Tasks for this exercise:
A – Translate this sentence from the semantic parsing passage into Spanish: "In general, however, such datasets are hard to construct since building them requires considerable domain knowledge and knowledge of logic."
B – From the semantic parsing passage, print the stretch from "2 Related Work" through "and Mooney (2007a).", copied word for word.

Extract provided:
** Begin **

The main goal of this paper is to establish strong baselines results on these resources, which we hope can be used for benchmarking and developing new semantic parsing methods. We achieved initial baselines using the language modeling and translation approach of Deng and Chrupała (2014). We also show that modest improvements can be achieved by using a more conventional discriminative model Zettlemoyer and Collins (2009) that, in part, exploits document-level features from the technical documentation sets.

2 Related Work

Our work is situated within research on semantic parsing, which focuses on the problem of generating formal meaning representations from text for natural language understanding applications. Recent interest in this topic has centered around learning meaning representation from example text-meaning pairs, for applications such as automated question-answering Berant et al. (2013), robot control Matuszek et al. (2012) and text generation Wong and Mooney (2007a).

While generating representations for natural language understanding is a complex task, most studies focus on the translation or generation problem independently of other semantic or knowledge representation issues. Earlier work looks at supervised learning of logical representations using example text-meaning pairs using tools from statistical machine translation Wong and Mooney (2006) and parsing Zettlemoyer and Collins (2009). These methods are meant to be applicable to a wide range of translation problems and representation types, which make new parallel datasets or resources useful for furthering the research.

In general, however, such datasets are hard to construct since building them requires considerable domain knowledge and knowledge of logic. Alternatively, we construct parallel datasets automatically from technical documentation, which obviates the need for annotation. While the formal representations are not actual logical forms, they still provide a good test case for testing how well semantic parsers learn translations to representations.

** End **

Information shown:
** Begin **

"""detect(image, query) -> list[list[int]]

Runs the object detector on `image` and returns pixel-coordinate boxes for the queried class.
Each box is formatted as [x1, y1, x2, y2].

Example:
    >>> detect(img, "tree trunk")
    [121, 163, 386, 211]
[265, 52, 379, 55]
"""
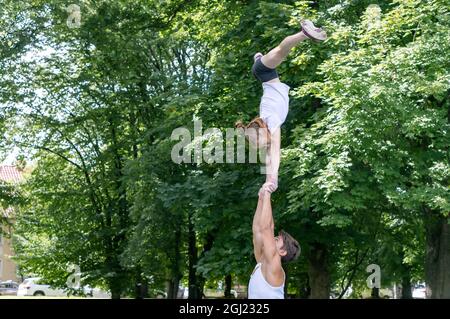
[188, 213, 203, 299]
[167, 277, 180, 299]
[370, 287, 380, 299]
[424, 208, 450, 299]
[308, 243, 330, 299]
[167, 226, 182, 299]
[224, 274, 233, 299]
[401, 265, 412, 299]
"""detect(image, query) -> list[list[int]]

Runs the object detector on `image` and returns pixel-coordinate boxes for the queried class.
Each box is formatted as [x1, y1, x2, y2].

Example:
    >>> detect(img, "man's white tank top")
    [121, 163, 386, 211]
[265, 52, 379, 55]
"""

** End **

Solutions to each task:
A – En general, sin embargo, estos conjuntos de datos son difíciles de construir, ya que construirlos requiere un conocimiento considerable del dominio y conocimientos de lógica.

B –
2 Related Work

Our work is situated within research on semantic parsing, which focuses on the problem of generating formal meaning representations from text for natural language understanding applications. Recent interest in this topic has centered around learning meaning representation from example text-meaning pairs, for applications such as automated question-answering Berant et al. (2013), robot control Matuszek et al. (2012) and text generation Wong and Mooney (2007a).